* [TEXTO FORNECIDO]
______

"O Grito do Ipiranga" foi registrado, ainda que em retrospecto, pelo artista paraibano Pedro Américo
Quando a independência foi proclamada, às margens plácidas do Ipiranga, não havia nenhum jornalista presente, nenhum fotógrafo, nenhuma equipe de tevê (Aqui estamos, acompanhando a comitiva de Dom Pedro I, que neste momento deteve-se: é que um mensageiro acaba de chegar, com uma carta. Dom Pedro a lê, testa franzida. Está preocupado; não, está furioso. Alguma coisa vai acontecer.).
Mas a cena, de qualquer modo, foi registrada, ainda que em retrospecto. Encarregou-se disso o artista paraibano Pedro Américo, que tinha estudado em Paris e era um respeitado representante da arte acadêmica no Brasil. Em 1888, e a pedido do governo imperial (um dos últimos pedidos, aliás) pintou uma gigantesca tela, de quase 8 metros de largura por 4 metros de altura, que atualmente está no salão nobre do Museu Paulista da USP. Originalmente chamava-se Independência ou Morte, mas ficou conhecida como O Grito do Ipiranga. Pintura acadêmica, claro, grandiloquente mas com pretensões realistas. Além de Dom Pedro, os personagens principais são os garbosos cavaleiros da comitiva; formam um semicírculo à direita e à frente do grupo principal. À esquerda (não esquerda política, esquerda espacial), Pedro Américo não quis colocar cavaleiros; talvez achasse que era poder demais para uma obra só, mesmo grande. Mas algo, ou alguém tinha de aparecer ali, até por questões de simetria, de composição visual. O artista então optou por uma solução que, se não chega a ser inusitada, pelo menos chama a atenção. O que temos ali, à esquerda, é uma carreta com toras, puxada por bois e guiada por um homem do campo que olha a comitiva com óbvia curiosidade e até espanto.

______

* [DADOS FORNECIDOS]
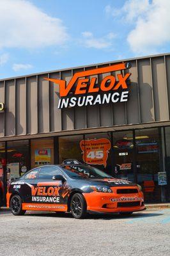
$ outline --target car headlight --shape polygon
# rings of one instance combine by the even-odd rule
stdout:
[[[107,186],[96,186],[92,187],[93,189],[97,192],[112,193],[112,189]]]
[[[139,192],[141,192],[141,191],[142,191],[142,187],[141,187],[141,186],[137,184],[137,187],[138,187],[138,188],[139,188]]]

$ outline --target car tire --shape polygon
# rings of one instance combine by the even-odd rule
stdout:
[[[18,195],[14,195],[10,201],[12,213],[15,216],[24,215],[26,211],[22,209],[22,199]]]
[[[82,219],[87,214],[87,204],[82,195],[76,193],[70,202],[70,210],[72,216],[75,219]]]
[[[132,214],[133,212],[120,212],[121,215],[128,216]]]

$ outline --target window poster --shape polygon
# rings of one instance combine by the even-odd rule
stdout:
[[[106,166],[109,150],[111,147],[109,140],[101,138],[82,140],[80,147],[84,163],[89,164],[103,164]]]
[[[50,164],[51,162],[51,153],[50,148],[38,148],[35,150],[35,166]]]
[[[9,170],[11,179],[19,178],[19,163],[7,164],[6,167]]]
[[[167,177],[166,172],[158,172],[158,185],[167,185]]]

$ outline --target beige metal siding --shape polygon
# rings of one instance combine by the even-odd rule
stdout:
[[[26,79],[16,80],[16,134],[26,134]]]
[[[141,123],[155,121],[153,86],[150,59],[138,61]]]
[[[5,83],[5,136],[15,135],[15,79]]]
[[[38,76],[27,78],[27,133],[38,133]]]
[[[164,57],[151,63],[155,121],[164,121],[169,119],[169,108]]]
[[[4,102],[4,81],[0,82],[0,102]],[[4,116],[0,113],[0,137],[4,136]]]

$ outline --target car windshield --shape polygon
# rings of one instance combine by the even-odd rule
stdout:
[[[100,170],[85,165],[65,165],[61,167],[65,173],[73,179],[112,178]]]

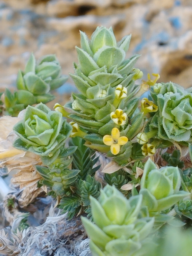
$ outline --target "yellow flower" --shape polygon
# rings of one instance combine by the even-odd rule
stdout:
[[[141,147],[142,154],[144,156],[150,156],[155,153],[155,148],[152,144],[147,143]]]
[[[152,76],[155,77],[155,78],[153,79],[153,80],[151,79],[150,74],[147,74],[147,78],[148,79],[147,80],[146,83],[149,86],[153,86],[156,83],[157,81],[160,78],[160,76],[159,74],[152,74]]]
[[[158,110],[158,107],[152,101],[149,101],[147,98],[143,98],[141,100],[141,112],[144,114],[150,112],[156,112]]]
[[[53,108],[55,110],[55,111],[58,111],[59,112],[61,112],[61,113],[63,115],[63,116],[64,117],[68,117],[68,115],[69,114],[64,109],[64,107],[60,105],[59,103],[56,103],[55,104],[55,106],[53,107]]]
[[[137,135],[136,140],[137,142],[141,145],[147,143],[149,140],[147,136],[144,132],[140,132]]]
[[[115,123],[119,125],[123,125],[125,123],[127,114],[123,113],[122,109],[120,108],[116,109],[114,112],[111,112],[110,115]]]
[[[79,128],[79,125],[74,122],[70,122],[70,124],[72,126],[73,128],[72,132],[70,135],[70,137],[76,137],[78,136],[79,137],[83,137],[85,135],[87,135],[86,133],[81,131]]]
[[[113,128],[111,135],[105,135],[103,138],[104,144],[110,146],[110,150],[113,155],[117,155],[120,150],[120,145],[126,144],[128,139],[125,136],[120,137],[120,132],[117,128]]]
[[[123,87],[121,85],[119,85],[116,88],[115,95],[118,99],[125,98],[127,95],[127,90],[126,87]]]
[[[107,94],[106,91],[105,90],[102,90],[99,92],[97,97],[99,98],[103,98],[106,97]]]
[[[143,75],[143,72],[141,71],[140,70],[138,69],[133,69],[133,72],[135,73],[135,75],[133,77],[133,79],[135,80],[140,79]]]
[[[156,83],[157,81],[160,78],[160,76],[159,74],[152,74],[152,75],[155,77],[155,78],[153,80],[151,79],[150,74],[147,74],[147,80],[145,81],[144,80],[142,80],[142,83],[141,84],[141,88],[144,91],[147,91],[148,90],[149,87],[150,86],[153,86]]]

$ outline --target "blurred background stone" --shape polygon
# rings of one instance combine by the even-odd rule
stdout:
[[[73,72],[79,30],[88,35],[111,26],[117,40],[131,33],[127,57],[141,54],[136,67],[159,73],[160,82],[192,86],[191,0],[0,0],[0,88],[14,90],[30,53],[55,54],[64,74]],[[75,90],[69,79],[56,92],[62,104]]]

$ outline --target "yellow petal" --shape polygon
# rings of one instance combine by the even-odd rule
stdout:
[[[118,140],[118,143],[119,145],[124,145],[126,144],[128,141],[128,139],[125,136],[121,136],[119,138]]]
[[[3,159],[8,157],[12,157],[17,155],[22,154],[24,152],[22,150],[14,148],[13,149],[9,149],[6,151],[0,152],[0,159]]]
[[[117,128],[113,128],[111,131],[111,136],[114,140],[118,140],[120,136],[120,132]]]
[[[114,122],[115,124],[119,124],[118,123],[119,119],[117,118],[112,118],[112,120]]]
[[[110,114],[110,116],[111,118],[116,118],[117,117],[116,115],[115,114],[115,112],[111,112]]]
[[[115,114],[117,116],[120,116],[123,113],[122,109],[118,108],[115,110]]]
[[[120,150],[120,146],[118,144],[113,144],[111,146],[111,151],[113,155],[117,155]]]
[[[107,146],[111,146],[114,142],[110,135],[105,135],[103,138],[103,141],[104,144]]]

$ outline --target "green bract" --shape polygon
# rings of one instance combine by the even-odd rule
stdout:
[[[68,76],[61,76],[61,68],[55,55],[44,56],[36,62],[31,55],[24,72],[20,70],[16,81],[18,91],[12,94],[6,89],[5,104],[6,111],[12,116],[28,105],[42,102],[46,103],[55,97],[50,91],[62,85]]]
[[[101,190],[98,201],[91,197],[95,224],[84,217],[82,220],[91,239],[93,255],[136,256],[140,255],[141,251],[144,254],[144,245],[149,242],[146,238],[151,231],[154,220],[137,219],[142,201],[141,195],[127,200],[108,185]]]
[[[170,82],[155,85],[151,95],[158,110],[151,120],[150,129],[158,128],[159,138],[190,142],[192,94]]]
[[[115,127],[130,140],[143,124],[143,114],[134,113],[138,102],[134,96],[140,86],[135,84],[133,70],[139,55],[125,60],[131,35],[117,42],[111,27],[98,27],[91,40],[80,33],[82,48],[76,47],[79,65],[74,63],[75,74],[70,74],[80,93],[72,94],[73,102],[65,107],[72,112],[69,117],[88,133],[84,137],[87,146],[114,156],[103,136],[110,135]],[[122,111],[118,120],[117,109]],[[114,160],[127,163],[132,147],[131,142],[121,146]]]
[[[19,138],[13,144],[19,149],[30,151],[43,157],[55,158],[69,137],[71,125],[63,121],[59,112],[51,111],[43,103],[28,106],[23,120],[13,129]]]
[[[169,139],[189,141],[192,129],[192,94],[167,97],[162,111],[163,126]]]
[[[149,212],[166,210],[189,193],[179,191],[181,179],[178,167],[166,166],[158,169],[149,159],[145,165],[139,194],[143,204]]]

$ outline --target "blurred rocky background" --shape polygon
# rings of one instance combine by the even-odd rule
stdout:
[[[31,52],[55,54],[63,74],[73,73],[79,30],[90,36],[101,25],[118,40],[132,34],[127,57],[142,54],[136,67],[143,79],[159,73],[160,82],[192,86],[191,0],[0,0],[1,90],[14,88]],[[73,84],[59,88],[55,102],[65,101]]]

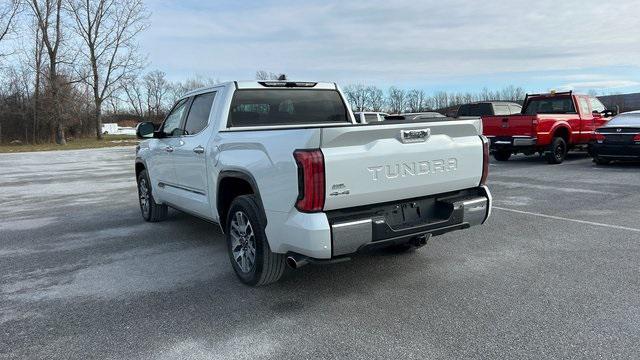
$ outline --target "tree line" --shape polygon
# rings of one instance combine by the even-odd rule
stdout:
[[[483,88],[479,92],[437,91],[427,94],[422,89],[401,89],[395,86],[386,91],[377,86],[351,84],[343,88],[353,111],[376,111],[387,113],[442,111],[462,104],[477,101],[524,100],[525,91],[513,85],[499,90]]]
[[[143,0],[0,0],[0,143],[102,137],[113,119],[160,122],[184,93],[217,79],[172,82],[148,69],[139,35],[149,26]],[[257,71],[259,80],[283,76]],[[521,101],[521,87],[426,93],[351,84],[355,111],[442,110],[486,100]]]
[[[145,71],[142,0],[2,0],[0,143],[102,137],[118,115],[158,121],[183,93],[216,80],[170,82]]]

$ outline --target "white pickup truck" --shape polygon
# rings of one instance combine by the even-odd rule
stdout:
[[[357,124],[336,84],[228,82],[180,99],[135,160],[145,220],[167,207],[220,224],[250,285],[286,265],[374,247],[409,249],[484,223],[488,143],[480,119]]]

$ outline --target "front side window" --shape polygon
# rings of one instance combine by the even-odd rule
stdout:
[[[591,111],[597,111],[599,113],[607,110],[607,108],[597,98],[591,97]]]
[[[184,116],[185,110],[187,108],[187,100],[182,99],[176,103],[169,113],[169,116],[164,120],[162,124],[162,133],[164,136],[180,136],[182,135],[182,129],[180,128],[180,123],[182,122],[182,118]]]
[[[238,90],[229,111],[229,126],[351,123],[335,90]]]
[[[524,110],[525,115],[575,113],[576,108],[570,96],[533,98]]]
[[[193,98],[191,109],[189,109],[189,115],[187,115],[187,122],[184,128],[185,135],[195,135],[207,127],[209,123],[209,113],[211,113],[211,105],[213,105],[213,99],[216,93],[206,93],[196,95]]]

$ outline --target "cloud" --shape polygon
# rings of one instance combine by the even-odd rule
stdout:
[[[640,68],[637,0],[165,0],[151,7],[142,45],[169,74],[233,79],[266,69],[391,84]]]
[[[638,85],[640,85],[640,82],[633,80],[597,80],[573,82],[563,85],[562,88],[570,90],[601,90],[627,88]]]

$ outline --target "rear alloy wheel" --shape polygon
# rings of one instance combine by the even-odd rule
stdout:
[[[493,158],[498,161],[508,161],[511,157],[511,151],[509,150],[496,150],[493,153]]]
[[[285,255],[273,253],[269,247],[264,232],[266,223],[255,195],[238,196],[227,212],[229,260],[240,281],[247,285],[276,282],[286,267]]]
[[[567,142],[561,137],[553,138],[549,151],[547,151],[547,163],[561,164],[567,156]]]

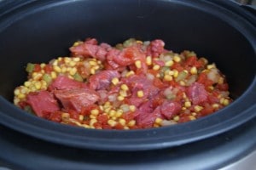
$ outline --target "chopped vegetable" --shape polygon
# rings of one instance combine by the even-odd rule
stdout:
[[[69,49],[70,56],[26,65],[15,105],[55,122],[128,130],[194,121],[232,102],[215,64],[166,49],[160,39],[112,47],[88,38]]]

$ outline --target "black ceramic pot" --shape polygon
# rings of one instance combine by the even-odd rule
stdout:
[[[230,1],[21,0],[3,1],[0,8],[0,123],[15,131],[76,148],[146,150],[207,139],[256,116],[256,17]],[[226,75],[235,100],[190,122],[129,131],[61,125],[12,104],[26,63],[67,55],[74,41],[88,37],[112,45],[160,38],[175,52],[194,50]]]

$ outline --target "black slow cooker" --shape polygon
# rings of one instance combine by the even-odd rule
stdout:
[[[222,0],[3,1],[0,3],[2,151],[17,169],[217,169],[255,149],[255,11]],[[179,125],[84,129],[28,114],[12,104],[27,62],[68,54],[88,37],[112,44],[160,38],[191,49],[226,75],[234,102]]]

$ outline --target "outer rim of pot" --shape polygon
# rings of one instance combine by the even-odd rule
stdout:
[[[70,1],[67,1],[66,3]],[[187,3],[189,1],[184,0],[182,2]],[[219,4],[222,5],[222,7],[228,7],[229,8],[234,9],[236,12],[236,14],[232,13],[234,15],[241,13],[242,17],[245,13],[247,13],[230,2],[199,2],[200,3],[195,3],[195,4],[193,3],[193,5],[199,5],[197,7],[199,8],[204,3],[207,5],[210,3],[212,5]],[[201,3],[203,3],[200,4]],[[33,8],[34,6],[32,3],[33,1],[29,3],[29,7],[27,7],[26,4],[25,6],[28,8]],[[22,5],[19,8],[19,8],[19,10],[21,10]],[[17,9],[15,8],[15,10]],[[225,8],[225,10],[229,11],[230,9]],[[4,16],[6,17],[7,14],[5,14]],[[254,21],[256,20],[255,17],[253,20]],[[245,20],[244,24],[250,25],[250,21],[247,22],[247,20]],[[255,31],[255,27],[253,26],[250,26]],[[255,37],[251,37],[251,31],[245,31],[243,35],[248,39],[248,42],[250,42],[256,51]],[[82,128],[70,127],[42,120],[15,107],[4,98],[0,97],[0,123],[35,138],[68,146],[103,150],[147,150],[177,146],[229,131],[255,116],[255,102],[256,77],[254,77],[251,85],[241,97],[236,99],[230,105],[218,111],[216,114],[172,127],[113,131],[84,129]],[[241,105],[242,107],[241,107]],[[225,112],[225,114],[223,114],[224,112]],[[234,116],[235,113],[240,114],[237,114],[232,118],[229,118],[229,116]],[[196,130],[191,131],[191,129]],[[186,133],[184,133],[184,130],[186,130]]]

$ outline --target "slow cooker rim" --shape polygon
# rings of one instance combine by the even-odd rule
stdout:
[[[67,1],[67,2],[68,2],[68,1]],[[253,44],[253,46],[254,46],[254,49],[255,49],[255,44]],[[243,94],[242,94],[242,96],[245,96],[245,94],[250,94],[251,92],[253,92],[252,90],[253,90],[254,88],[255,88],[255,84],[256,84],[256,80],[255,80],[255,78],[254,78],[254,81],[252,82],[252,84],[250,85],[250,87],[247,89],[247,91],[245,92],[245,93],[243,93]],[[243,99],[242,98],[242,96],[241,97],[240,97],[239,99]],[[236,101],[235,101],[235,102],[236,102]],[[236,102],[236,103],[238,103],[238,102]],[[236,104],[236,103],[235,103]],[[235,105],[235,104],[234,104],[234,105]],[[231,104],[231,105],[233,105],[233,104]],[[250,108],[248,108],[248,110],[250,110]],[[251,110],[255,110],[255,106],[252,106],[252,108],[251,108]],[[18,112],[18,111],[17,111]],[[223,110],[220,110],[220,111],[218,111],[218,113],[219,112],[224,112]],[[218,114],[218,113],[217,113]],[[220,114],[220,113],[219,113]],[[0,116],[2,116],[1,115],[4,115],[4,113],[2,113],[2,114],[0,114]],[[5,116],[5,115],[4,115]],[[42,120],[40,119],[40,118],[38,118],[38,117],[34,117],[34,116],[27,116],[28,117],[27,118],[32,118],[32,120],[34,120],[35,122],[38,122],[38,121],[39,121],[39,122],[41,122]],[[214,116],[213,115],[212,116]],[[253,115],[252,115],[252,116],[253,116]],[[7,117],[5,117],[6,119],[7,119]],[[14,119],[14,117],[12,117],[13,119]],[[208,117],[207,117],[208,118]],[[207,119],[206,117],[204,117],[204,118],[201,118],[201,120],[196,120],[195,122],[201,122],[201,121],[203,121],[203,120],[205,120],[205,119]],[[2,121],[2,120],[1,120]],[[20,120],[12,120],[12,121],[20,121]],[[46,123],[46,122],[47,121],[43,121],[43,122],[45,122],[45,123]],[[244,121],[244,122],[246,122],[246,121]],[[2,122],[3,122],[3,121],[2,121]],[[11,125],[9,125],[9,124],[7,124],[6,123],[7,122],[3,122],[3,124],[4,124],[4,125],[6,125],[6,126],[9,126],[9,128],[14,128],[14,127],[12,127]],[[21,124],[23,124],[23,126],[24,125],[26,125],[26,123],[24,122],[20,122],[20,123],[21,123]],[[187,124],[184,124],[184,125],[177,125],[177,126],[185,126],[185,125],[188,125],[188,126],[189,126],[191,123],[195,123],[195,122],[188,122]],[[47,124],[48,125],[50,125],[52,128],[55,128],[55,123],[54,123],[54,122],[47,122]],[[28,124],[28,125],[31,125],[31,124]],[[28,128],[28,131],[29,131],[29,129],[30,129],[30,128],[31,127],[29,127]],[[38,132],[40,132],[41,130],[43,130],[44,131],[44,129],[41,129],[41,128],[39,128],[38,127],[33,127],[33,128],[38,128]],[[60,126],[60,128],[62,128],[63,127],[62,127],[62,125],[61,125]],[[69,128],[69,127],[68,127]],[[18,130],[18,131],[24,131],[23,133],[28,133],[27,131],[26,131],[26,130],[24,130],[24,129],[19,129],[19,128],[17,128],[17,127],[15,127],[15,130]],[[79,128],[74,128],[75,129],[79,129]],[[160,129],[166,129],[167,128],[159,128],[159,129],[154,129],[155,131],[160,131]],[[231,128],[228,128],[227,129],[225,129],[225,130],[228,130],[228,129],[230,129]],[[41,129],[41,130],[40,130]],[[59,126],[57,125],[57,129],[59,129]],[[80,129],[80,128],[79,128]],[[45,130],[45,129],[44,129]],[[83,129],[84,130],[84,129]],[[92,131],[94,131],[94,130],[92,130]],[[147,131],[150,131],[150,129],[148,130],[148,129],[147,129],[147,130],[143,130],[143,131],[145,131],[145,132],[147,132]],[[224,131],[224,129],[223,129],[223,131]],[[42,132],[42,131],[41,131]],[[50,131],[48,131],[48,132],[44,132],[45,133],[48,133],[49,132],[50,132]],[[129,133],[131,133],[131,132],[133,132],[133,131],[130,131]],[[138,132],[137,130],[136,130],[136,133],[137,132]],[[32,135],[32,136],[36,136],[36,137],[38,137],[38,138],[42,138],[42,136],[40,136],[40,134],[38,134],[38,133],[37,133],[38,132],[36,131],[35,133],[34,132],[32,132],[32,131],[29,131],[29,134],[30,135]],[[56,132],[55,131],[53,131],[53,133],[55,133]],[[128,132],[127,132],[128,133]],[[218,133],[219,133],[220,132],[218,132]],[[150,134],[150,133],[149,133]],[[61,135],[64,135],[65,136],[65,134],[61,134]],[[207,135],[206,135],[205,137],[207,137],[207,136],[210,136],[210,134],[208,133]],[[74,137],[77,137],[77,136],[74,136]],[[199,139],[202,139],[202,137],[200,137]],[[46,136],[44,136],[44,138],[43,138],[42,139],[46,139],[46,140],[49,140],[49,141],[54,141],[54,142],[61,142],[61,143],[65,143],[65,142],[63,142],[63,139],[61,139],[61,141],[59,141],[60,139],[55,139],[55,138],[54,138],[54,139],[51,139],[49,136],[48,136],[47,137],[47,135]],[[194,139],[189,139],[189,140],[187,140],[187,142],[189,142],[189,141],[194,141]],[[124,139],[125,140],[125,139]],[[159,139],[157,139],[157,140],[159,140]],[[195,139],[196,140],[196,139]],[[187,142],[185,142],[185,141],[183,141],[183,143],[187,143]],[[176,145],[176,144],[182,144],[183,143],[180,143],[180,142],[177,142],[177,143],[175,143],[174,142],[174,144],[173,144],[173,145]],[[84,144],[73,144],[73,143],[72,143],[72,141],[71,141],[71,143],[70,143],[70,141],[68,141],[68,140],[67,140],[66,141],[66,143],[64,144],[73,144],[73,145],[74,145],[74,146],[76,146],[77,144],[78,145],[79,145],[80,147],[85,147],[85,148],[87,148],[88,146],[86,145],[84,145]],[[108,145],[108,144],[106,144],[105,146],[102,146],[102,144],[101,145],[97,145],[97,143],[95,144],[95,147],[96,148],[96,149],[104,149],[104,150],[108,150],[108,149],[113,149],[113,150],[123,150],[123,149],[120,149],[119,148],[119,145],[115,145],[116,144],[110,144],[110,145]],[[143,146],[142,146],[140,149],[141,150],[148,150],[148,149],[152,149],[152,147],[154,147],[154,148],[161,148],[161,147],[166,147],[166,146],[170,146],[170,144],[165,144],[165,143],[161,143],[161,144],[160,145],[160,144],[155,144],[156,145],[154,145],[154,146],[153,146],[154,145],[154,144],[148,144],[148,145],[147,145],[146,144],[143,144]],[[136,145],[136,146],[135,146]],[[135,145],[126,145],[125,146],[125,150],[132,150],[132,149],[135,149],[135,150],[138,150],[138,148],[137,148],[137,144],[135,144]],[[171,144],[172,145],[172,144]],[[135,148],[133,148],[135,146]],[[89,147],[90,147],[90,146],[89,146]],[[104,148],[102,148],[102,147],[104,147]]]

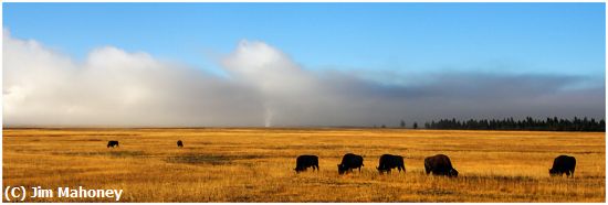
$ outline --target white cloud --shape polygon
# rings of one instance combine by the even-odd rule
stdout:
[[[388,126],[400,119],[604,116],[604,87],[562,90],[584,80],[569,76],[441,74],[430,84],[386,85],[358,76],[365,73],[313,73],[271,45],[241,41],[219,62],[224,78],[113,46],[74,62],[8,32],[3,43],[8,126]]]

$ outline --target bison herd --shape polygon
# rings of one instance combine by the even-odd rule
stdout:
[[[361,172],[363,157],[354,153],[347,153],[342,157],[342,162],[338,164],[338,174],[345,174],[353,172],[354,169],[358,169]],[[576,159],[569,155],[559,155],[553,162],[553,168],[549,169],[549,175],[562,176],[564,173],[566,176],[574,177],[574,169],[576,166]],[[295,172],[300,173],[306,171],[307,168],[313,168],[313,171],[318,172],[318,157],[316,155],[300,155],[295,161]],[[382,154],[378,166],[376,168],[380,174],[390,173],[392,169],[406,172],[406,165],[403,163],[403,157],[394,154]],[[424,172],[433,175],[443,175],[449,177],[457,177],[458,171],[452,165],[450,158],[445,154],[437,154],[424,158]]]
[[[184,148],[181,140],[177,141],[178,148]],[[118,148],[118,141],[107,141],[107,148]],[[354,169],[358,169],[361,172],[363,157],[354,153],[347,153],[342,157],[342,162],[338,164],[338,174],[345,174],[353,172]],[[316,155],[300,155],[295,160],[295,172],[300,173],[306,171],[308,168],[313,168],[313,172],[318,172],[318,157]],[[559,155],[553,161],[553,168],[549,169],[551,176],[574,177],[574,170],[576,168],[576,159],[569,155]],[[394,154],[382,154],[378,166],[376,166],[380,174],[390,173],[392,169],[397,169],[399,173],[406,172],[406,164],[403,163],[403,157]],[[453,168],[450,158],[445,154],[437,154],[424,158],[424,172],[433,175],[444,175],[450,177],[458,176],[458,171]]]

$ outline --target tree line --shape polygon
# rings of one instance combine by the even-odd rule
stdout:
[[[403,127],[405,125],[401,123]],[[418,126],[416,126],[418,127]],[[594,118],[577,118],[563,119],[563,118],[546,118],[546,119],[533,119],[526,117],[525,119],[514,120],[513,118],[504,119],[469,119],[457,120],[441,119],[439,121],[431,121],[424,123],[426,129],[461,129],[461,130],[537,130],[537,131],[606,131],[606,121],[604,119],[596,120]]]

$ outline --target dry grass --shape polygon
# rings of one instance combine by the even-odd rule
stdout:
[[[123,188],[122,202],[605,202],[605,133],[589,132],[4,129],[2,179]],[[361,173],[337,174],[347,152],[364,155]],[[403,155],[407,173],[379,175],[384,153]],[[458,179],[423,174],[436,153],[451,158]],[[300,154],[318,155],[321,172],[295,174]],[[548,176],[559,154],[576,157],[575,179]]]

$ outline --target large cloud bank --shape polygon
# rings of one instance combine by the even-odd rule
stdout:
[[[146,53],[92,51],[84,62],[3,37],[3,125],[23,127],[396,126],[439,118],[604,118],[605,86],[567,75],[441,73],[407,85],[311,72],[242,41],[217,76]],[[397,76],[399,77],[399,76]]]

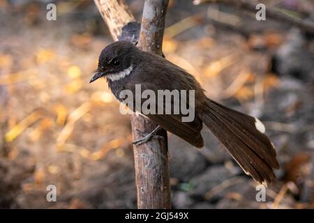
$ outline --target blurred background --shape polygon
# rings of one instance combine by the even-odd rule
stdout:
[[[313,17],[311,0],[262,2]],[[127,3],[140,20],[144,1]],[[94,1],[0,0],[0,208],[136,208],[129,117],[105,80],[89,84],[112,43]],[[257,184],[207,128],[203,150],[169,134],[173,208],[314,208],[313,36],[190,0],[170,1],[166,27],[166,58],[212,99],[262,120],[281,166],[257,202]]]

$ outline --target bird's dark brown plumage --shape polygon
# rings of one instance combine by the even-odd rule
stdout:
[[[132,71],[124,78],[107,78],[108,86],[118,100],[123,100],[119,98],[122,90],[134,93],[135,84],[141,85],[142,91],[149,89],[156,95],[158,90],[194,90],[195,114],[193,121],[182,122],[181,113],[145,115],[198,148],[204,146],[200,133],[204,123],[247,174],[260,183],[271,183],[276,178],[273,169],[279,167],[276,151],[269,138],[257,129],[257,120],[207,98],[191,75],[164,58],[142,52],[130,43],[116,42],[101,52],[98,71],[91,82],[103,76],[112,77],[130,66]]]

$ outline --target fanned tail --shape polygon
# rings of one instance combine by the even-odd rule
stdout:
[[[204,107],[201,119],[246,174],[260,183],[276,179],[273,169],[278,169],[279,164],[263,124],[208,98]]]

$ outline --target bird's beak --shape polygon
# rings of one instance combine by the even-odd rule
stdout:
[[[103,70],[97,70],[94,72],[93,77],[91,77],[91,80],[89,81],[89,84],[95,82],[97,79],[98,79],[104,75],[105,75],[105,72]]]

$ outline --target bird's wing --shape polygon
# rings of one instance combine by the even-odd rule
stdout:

______

* [TAREFA A REALIZAR]
Responda às perguntas abaixo com base no texto sobre O Grito do Ipiranga.
1. Em que ano Pedro Américo pintou a tela?
2. Onde a tela se encontra atualmente?
3. O que o artista colocou à esquerda da composição?

* [RESOLUÇÃO DO EXERCÍCIO]
1. Em 1888.
2. No salão nobre do Museu Paulista da USP.
3. Uma carreta com toras, puxada por bois e guiada por um homem do campo.